*Stated exercise*:
Please copy the listing below, changing every "wildlife camera-trap review" to "camera-trap footage review" and keeping everything else the same. Leave the pictures out of your copy.

*Extracted information*:
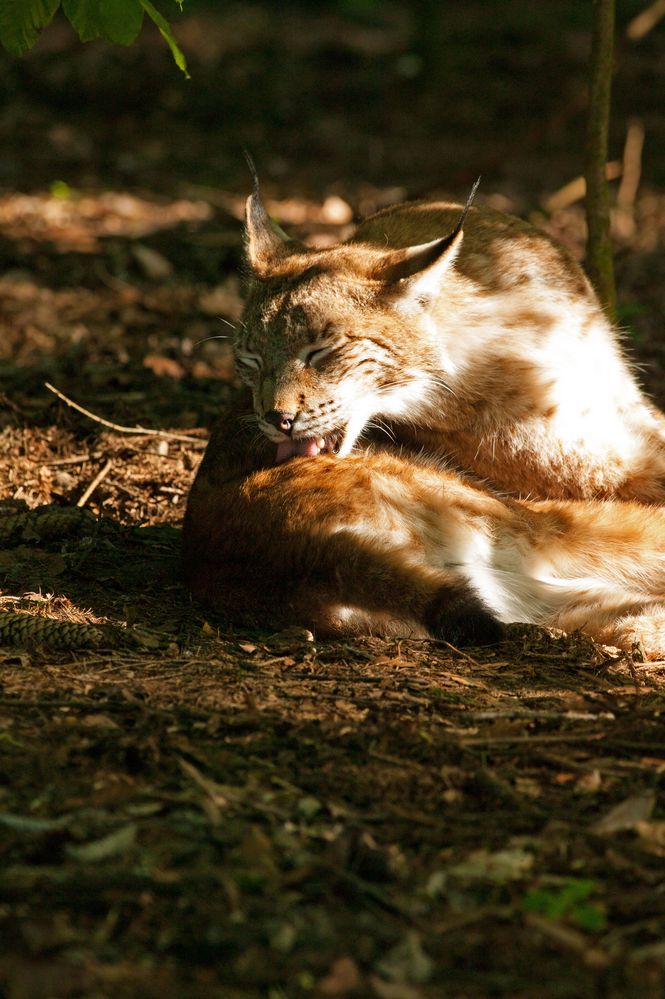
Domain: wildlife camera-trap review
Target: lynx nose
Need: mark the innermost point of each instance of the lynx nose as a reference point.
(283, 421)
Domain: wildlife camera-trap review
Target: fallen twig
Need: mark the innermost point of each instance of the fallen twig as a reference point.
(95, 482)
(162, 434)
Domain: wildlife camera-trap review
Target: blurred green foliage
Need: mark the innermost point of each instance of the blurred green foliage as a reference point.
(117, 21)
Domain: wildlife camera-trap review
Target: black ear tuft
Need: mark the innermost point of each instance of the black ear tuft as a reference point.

*Result of the exercise*:
Domain: camera-trap footage review
Target: lynx nose
Need: mark the innermost point of each instance of the lynx nose as a reference point.
(283, 421)
Domain: camera-trap footage review
Target: fallen twig
Need: mark the innermost point of each instance of the fallen twig as a reference point.
(95, 482)
(162, 434)
Domain: camera-trap footage review
Target: blurred green foliage
Need: mark the innermost point of each instance of the blurred green foliage as a reference point.
(117, 21)
Domain: camera-trap footage review
Target: black ear tuft
Need: mark the innermost point of each instance of the black ear tuft as a reference point.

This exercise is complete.